== PASSAGE TO READ

In Book on Acting: Improvisation Technique, Book writes, "The author knows he can't tell you how to play a scene. He also knows that if you follow the stage direction you will probably experientially discover a beat change and the need for a choice.
"If… he writes that a character laughs, it helps you to see how he imagines the scene unfolding. You may ultimately play the scene without laughing there, but it helps you to get into the interpretive groove of what the author was intending."
The Director
Amy Glazer, who teaches acting and directing at San José State University and is directing Rebecca Gilman's Blue Surge at San Francisco's Magic Theatre in April, was taught that it's a sign of a bad director to even look at the stage directions. "I used to cross them out, then reinvent the wheel," she admitted. But as she started to mature as a director, she realized that stage directions indicating action and movement were helpful signposts from the playwright. "They can inform the moments and beats of a scene," Glazer said.
Although Glazer thinks it's helpful for actors, especially in early rehearsals, to ground themselves by following action-related stage directions like (she sits down), which may change later on as blocking changes, she certainly doesn't want her actors to look at adverbs like (angrily).
But she does want them to seriously consider the punctuation. "That's where the rhythm of the piece lives," she said. "That's where the comedy and the character come from. When lines are short, actors want to try to fix them with commas. But there's a different psychological way of thinking from character to character, which is informed by the punctuation. If you want to understand how a character thinks and what a moment really is, you have to look at punctuation." She pointed out that with writers like David Mamet or Rebecca Gilman, punctuation is essential. "If a text is punctuated with an exclamation point, and it isn't working, I'll say, 'Let's try it as a question mark or a comma.' But first I try to get the actor to internalize it the way it's written, especially in comedy. I've learned to trust the punctuation. Punctuation is the map to the playwright's ideas. The more you give yourself over to the way this character speaks, the more quietly this character creeps up on an actor."
The Actor
"If you ignore the punctuation, you're ignoring the pattern of the character and shooting yourself in the foot," agreed Delia MacDougall, an actor and director who is appearing in Denis Johnson's Soul of a Whore at San Francisco's Campo Santo. For example, she said, if your character's lines are peppered with exclamation points, and the other character's aren't, it's clear the other character has the upper hand. "So if you don't play your lines with the punctuation, you're changing the way the argument works and not allowing the other actor to do his job."
Preparing a piece by Virginia Woolf, MacDougall was astonished by all the colons and semi-colons: "I figured that's the character's thought process—it doesn't ever stop or conclude until the very end. It's like a maze." MacDougall said that Los Angeles-based teacher/director Richard Seyd advises students who are auditioning, if they don't have much time with the sides beforehand, to study the punctuation; that will tell you what type of argument it is and give you the color and the pattern of the scene.
As for stage directions, MacDougall acknowledges that writers like Shaw overdo it. "They should write it into the line—an exclamation point at the end—but they're just trying to help you interpret it the way they want, and I think you do have a certain responsibility to send the playwright's message across," she said. However, in interpreting a stage direction like (angrily), you can certainly make a more subtle choice than the word seems to indicate.

====
== RECORD SET

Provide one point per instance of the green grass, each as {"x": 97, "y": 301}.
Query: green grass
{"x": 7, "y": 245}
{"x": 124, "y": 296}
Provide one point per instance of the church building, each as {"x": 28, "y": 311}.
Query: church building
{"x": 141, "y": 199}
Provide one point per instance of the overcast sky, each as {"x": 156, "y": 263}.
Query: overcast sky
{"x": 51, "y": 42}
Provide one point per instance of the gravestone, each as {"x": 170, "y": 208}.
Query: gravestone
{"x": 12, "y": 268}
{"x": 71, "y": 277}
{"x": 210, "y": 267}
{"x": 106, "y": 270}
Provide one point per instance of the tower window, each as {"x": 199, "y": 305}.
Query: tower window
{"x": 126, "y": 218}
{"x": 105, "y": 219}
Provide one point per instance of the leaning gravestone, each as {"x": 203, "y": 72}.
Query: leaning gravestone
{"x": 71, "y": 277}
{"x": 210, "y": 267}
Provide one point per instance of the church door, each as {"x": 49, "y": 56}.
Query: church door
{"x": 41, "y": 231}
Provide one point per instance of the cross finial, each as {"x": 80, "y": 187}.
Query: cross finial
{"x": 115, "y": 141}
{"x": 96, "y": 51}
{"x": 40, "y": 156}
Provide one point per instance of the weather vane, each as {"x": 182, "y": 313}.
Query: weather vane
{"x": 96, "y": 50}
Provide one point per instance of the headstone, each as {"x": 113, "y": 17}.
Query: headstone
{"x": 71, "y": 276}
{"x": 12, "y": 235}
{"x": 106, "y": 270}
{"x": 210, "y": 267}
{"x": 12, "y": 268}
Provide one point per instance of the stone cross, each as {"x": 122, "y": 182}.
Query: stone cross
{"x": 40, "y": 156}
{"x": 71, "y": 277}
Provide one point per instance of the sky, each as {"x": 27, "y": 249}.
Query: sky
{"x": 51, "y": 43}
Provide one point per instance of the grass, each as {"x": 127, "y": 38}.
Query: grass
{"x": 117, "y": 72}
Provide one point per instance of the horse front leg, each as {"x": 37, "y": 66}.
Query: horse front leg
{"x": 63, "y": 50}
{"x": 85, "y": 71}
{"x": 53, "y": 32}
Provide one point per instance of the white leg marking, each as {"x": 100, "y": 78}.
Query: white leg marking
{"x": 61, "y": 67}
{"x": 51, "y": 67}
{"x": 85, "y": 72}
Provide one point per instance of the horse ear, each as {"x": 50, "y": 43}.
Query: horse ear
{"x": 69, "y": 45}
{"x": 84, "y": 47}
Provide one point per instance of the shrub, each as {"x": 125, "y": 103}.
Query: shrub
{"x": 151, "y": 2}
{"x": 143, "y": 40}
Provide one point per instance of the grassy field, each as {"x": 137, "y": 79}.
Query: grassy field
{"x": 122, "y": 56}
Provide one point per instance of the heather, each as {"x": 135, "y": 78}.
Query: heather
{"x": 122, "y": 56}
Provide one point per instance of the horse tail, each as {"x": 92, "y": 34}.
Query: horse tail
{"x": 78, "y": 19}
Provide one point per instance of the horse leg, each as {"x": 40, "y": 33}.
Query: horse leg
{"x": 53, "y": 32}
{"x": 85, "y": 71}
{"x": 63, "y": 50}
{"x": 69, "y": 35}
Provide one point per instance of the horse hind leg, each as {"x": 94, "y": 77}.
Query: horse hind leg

====

EXERCISES TO COMPLETE ▸
1. Set down, word for word, everything in the piece on stage directions and punctuation from "In Book on Acting: Improvisation" down to "for a choice.".
2. According to the piece on stage directions and punctuation, at which university does Amy Glazer teach acting and directing?

EXERCISE ANSWERS ▸
1.
In Book on Acting: Improvisation Technique, Book writes, "The author knows he can't tell you how to play a scene. He also knows that if you follow the stage direction you will probably experientially discover a beat change and the need for a choice.

2. San José State University